◆ Task to complete
Going line by line through the entries, count those containing "uniform" and state only the result.

◆ Data supplied

____________________

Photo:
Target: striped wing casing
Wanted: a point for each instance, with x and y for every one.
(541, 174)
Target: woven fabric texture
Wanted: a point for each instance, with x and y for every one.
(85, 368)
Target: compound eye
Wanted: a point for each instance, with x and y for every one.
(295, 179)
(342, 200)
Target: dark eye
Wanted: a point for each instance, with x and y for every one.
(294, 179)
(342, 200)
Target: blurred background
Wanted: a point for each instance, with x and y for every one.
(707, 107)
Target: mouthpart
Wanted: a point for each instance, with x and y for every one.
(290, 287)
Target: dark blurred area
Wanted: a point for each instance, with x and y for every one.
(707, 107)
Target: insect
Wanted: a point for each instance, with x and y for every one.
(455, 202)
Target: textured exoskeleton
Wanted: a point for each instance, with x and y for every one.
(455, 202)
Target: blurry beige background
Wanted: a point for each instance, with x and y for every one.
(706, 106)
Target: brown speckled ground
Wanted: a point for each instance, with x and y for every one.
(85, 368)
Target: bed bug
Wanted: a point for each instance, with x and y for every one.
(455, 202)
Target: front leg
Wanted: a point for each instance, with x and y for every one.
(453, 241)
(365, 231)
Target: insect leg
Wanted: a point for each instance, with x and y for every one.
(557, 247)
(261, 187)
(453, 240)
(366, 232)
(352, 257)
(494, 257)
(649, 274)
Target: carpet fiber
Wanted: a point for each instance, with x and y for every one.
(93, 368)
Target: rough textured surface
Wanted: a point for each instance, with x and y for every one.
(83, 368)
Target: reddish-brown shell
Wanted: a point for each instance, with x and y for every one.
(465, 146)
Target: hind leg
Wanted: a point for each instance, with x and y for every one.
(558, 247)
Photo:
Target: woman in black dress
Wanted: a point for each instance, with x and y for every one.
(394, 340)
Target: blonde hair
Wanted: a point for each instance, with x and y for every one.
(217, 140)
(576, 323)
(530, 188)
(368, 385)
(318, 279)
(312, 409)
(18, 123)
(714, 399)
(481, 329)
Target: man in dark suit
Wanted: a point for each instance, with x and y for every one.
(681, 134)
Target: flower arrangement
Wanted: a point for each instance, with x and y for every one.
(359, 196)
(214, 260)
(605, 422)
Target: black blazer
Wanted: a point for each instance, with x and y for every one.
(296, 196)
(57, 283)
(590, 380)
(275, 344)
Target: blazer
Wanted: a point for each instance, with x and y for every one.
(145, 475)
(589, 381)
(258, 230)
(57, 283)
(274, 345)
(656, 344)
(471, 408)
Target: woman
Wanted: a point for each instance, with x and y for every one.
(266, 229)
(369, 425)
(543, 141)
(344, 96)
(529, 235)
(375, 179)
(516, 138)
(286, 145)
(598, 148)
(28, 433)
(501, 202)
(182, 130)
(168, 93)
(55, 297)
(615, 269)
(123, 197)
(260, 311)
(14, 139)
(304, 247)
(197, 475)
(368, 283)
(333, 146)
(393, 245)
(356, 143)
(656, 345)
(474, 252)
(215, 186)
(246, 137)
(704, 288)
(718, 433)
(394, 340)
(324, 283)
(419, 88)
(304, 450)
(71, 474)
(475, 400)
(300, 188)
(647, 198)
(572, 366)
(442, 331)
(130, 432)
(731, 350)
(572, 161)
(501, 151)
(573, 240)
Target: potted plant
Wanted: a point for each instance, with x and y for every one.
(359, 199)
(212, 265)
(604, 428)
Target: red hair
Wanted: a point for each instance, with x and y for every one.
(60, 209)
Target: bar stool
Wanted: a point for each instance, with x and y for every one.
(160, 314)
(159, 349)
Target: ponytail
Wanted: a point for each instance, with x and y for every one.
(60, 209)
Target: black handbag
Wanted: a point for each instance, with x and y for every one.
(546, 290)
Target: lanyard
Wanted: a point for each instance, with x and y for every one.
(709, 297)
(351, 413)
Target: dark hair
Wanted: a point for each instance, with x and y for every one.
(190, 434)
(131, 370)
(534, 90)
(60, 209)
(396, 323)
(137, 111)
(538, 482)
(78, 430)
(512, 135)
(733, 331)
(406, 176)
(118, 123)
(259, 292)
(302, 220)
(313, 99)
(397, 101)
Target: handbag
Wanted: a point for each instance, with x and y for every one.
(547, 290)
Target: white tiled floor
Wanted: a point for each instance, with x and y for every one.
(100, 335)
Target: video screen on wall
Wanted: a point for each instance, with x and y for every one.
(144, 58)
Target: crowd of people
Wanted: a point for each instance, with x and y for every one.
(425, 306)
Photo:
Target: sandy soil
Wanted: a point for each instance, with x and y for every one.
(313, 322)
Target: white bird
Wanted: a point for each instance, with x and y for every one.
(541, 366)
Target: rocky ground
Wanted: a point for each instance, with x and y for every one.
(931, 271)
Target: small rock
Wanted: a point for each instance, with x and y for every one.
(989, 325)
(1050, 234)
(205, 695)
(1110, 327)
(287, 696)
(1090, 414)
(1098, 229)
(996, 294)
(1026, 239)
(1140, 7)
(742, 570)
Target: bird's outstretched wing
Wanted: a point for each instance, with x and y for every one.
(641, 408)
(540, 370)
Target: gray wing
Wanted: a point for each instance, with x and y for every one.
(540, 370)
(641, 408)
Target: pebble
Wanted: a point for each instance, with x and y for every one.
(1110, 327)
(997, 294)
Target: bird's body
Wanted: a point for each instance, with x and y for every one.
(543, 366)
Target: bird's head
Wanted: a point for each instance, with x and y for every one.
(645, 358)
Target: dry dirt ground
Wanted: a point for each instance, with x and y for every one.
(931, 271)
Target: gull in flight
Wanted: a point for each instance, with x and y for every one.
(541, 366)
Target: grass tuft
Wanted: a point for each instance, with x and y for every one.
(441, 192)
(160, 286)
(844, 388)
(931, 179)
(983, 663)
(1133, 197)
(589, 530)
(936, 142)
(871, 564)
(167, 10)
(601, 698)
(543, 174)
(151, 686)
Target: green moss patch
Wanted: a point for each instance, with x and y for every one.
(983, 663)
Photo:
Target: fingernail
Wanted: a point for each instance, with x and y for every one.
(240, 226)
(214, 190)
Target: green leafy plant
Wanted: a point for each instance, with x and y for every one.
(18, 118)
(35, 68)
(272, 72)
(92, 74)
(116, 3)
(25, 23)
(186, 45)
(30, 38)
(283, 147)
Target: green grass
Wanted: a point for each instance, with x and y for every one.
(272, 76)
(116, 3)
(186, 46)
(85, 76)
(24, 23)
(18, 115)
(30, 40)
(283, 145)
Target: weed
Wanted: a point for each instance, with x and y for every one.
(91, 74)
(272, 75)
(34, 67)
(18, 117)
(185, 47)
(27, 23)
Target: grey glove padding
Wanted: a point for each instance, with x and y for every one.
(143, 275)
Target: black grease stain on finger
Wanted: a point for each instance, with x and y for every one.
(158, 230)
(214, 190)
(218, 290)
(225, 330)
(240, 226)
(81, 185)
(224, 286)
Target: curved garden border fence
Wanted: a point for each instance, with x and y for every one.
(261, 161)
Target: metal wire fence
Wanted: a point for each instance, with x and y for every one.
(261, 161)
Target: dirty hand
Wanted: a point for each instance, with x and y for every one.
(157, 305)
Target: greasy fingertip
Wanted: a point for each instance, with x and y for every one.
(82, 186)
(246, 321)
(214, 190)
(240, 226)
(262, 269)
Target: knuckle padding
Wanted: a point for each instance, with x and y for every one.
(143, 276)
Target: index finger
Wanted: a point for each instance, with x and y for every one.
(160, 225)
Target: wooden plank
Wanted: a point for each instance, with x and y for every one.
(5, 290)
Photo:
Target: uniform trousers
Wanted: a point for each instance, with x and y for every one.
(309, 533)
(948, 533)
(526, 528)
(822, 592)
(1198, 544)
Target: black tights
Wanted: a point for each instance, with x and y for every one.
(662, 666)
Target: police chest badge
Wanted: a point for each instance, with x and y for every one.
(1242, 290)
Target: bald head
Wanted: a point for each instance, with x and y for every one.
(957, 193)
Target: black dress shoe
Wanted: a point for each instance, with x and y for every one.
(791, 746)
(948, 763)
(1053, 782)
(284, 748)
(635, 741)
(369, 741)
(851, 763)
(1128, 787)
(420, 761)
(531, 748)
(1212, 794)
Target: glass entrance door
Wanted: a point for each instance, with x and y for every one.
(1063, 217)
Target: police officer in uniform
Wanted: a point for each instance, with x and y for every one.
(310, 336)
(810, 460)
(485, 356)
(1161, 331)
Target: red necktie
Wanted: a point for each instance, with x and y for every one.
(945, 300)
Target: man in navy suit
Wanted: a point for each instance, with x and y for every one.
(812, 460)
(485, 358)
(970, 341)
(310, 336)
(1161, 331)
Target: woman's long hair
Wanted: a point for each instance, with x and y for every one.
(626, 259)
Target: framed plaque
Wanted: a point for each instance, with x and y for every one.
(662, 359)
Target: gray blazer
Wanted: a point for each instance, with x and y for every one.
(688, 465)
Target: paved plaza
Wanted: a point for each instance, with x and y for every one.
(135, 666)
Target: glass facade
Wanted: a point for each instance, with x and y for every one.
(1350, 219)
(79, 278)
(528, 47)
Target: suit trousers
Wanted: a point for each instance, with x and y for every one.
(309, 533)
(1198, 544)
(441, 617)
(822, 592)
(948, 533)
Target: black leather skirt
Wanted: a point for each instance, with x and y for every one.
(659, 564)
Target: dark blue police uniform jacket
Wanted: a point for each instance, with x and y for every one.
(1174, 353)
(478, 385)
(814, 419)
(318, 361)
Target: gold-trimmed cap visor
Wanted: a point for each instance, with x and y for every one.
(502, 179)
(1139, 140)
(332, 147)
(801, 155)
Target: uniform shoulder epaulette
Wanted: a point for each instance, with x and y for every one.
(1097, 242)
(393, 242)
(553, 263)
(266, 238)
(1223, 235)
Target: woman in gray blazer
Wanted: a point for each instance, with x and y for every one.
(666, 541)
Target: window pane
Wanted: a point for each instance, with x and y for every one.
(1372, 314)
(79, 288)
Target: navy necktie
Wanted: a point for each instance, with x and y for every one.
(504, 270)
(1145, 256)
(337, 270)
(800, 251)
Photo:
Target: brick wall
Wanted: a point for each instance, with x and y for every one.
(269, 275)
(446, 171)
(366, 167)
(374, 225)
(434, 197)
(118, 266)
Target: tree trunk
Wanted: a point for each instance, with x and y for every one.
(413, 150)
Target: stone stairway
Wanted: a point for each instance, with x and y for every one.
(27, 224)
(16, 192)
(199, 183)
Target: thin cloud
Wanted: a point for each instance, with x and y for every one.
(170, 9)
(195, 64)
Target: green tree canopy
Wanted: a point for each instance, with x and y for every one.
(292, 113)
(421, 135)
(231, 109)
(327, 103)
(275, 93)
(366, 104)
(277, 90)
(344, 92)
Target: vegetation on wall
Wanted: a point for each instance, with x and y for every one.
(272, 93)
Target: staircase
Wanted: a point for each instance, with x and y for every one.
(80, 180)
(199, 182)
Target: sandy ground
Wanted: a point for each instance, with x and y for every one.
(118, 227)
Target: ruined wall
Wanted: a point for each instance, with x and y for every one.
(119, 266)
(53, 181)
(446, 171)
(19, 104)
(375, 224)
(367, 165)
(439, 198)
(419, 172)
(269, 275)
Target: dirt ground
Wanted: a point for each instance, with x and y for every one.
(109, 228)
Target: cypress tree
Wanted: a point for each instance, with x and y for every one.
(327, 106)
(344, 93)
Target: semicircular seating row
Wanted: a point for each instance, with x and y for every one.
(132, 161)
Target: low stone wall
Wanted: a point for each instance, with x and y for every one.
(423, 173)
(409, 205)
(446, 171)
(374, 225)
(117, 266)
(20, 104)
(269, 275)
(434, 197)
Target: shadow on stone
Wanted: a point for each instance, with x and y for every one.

____________________

◆ Task answer
4